Extract the entries below from the start through the line containing "xmin=1033 ymin=317 xmax=1109 ymax=405", and repeat those lines without any change.

Rows from a box labeling dataset:
++++

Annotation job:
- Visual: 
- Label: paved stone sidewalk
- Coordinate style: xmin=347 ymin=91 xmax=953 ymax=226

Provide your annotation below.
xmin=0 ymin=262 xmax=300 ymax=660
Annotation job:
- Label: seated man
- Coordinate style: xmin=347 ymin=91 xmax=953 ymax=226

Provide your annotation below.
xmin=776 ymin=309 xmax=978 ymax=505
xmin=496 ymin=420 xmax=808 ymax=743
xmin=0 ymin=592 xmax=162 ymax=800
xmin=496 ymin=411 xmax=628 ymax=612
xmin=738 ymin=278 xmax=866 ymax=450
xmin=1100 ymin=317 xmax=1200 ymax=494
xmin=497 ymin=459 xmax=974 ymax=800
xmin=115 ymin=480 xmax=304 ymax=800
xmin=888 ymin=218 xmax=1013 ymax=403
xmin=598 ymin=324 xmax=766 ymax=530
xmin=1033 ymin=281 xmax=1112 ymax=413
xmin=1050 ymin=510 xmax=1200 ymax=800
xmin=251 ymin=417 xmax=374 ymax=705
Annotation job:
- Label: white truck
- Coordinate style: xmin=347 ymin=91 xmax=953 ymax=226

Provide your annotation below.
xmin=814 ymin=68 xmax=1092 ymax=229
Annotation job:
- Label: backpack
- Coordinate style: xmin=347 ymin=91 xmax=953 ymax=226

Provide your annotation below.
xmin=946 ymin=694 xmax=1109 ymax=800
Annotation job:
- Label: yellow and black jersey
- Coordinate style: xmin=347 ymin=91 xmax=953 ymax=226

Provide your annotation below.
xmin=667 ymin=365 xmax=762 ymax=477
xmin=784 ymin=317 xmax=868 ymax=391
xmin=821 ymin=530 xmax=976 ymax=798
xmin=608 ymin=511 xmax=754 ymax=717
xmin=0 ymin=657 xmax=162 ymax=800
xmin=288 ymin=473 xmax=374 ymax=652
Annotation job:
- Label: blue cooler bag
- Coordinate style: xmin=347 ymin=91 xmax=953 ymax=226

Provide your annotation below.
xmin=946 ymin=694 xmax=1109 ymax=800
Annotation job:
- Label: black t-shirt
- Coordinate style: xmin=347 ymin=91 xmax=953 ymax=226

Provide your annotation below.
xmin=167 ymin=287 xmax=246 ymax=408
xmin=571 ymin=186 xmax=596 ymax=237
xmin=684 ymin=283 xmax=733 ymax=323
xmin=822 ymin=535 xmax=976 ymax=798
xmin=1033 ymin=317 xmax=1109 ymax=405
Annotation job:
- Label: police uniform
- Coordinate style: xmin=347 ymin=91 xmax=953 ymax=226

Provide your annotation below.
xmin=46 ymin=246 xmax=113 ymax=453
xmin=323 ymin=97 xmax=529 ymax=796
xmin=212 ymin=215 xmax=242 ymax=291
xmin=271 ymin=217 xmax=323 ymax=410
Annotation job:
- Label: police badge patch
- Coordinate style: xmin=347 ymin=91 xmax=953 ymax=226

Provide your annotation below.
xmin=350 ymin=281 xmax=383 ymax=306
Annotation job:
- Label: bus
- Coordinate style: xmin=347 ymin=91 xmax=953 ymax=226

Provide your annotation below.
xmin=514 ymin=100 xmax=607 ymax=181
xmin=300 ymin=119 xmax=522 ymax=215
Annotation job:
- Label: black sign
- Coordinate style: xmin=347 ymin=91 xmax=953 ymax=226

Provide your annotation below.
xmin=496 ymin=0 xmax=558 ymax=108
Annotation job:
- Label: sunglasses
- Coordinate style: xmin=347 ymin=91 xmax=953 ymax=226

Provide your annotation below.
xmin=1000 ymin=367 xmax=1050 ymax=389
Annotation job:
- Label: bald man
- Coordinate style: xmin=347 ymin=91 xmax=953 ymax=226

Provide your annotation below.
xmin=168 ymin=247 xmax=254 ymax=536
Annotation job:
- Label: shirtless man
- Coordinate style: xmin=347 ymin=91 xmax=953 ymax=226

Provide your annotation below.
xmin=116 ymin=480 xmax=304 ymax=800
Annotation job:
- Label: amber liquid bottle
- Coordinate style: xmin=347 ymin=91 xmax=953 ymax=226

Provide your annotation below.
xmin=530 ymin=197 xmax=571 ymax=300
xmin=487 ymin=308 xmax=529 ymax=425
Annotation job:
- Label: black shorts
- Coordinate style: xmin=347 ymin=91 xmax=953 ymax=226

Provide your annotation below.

++++

WORKED SOLUTION —
Annotation job:
- Visual: 
- Label: paved stone sidewalk
- Coordinate style: xmin=347 ymin=91 xmax=953 ymax=226

Provide your annotation below.
xmin=0 ymin=262 xmax=300 ymax=660
Annotation job:
- Label: seated man
- Coordinate style: xmin=347 ymin=91 xmax=953 ymax=226

Provide your annotation below.
xmin=776 ymin=309 xmax=978 ymax=505
xmin=496 ymin=420 xmax=808 ymax=743
xmin=0 ymin=592 xmax=162 ymax=800
xmin=496 ymin=411 xmax=628 ymax=612
xmin=738 ymin=278 xmax=866 ymax=450
xmin=1100 ymin=317 xmax=1200 ymax=494
xmin=497 ymin=459 xmax=974 ymax=800
xmin=115 ymin=480 xmax=304 ymax=800
xmin=888 ymin=218 xmax=1013 ymax=403
xmin=598 ymin=324 xmax=766 ymax=530
xmin=1033 ymin=281 xmax=1112 ymax=413
xmin=1050 ymin=510 xmax=1200 ymax=800
xmin=251 ymin=417 xmax=374 ymax=705
Annotation job:
- Label: white truck
- Coordinate style: xmin=347 ymin=91 xmax=953 ymax=226

Provide your annotation below.
xmin=814 ymin=68 xmax=1092 ymax=229
Annotation job:
- Label: backpack
- Coordinate style: xmin=347 ymin=91 xmax=953 ymax=226

Provide your annotation below.
xmin=946 ymin=694 xmax=1109 ymax=800
Annotation job:
- Label: yellow and black jersey
- Coordinate style: xmin=347 ymin=91 xmax=953 ymax=226

Provide your annotation below.
xmin=667 ymin=365 xmax=762 ymax=477
xmin=784 ymin=317 xmax=868 ymax=391
xmin=821 ymin=530 xmax=976 ymax=798
xmin=608 ymin=511 xmax=754 ymax=717
xmin=0 ymin=657 xmax=162 ymax=800
xmin=288 ymin=473 xmax=374 ymax=652
Annotation job:
- Label: blue cooler bag
- Coordinate style: xmin=347 ymin=91 xmax=953 ymax=226

Provide your annotation below.
xmin=946 ymin=694 xmax=1109 ymax=800
Annotation job:
- Label: black t-shirt
- Coordinate style: xmin=347 ymin=91 xmax=953 ymax=226

Provide your annotation below.
xmin=167 ymin=287 xmax=246 ymax=408
xmin=571 ymin=186 xmax=596 ymax=237
xmin=684 ymin=283 xmax=733 ymax=323
xmin=822 ymin=535 xmax=976 ymax=798
xmin=1033 ymin=317 xmax=1109 ymax=405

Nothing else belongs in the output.